■ DIRECTIONS FOR THIS TASK
Exactly as given, transcribe each entry that follows.

■ INPUT MATERIAL
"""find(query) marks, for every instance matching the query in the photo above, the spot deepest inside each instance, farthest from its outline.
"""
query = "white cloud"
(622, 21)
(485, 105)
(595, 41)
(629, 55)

■ RESPONSE BELOW
"""find(query) marks, for every instance matching the query in the photo above, the spot deepest inside each instance, farthest from its outline.
"""
query = "white cloud"
(622, 21)
(485, 105)
(595, 41)
(629, 55)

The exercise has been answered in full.